◆ **What you should do**: Return the lines below that carry the word "headphone".

Source data
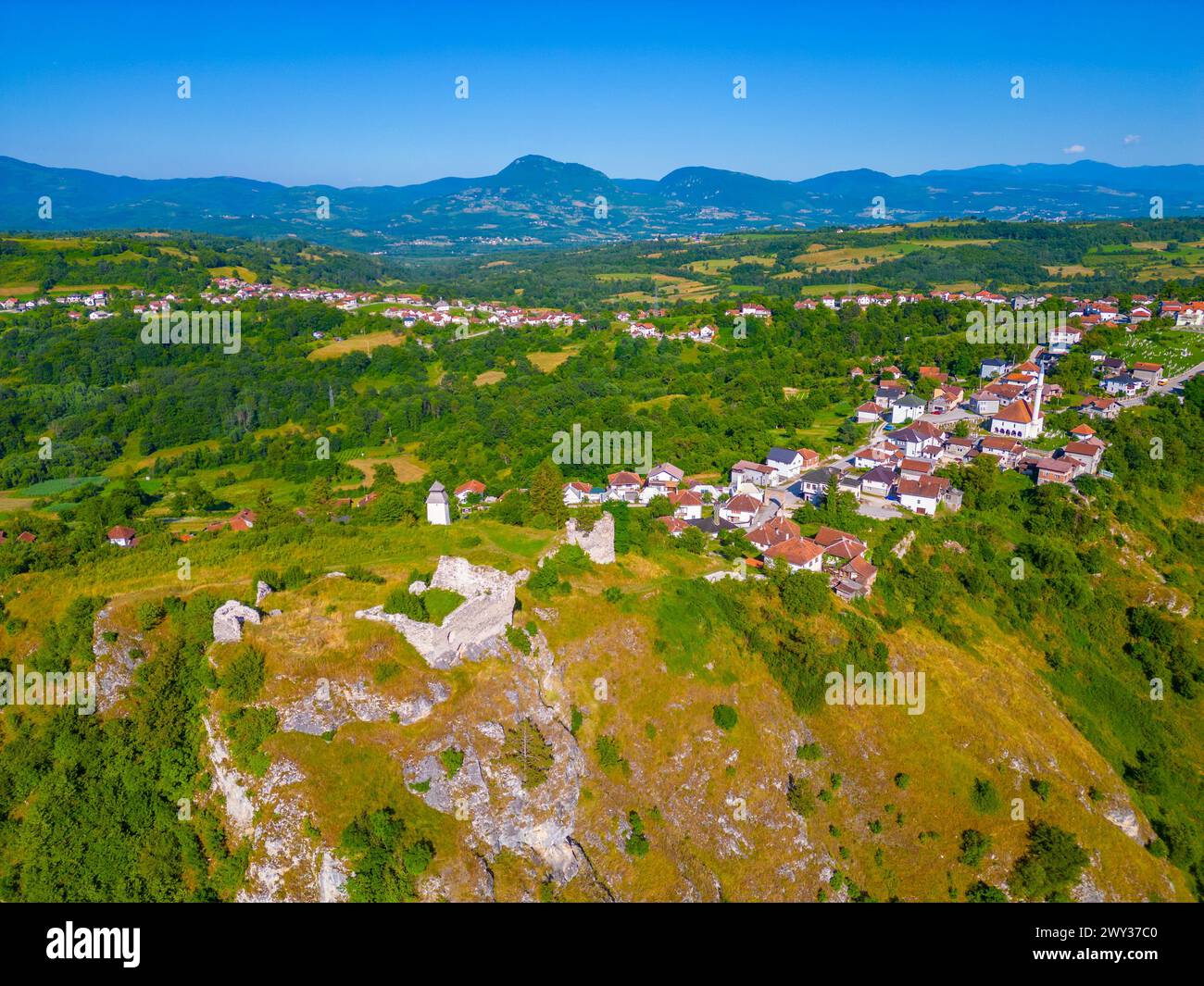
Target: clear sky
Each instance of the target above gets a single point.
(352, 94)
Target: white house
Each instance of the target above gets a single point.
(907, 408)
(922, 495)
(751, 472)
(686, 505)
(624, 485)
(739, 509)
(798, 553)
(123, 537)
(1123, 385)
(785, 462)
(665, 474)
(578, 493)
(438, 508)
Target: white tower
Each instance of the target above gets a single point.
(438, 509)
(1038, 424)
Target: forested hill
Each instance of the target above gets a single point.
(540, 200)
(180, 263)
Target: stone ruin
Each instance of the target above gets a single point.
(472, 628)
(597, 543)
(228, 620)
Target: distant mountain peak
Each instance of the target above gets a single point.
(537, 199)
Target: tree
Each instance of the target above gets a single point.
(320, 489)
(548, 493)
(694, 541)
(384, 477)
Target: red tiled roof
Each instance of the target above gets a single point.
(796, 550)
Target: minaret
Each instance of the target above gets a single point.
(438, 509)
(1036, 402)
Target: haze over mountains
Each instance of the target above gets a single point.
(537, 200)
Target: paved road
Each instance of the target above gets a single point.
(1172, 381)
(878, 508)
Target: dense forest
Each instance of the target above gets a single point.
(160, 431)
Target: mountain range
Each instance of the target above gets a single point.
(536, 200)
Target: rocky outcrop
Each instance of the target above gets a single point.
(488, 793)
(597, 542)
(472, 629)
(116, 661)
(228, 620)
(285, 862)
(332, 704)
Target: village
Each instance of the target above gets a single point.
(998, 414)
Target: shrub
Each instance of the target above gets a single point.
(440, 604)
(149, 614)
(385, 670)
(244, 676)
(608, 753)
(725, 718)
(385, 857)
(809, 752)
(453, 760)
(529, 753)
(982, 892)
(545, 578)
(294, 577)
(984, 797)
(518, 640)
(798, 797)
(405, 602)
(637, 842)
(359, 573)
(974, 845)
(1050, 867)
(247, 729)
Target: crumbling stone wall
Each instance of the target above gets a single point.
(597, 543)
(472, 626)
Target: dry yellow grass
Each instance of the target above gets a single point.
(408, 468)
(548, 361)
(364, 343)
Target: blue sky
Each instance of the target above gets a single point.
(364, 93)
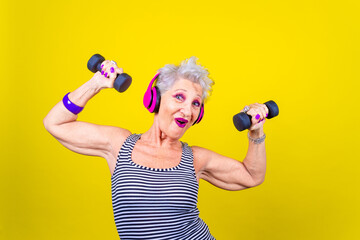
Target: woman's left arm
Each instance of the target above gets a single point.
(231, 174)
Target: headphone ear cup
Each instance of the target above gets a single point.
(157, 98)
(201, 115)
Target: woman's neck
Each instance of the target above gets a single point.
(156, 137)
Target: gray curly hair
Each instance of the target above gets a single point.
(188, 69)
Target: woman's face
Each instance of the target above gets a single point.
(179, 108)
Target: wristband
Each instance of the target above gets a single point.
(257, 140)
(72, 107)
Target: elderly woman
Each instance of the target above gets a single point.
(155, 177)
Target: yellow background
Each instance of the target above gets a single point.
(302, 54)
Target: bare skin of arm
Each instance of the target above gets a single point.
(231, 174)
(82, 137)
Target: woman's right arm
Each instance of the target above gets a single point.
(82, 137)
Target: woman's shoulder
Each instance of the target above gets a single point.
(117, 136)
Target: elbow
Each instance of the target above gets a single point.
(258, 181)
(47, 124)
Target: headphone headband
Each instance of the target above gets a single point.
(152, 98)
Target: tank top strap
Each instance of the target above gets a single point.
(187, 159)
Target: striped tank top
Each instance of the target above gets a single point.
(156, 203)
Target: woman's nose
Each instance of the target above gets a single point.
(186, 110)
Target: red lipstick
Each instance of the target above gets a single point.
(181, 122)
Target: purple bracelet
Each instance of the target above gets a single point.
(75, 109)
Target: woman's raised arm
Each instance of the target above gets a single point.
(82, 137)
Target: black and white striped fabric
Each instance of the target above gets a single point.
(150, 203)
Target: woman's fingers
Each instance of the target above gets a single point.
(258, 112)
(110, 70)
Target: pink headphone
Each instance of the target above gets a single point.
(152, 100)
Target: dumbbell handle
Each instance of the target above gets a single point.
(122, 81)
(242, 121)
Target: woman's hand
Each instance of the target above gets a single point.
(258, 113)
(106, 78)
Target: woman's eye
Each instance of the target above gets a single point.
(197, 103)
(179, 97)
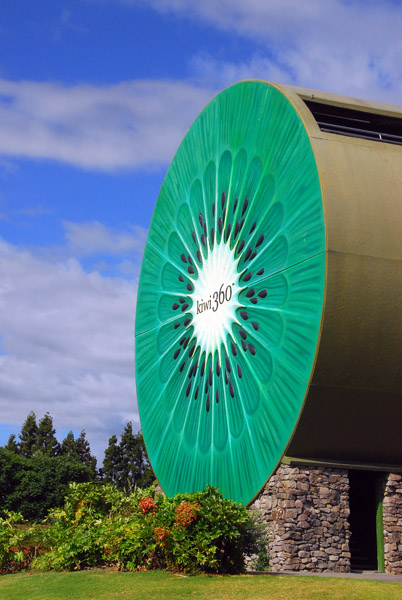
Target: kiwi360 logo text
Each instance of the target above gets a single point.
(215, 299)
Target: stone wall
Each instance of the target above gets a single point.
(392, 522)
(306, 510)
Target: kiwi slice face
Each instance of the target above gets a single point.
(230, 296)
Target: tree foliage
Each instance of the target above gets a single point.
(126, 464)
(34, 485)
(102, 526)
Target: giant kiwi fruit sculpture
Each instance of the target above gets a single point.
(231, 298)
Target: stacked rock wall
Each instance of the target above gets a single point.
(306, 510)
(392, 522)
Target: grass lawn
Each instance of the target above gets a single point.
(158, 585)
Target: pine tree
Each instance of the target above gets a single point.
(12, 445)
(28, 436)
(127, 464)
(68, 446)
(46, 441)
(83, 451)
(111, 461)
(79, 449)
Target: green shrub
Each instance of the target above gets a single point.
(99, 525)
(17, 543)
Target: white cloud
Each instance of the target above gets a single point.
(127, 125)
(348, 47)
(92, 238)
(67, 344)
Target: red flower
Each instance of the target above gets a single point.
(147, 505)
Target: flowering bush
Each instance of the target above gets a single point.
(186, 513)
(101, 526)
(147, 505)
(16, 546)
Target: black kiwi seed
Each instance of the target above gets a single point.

◆ **Answer area**:
Target: headphone ear cup
Target: headphone headband
Target: pink headphone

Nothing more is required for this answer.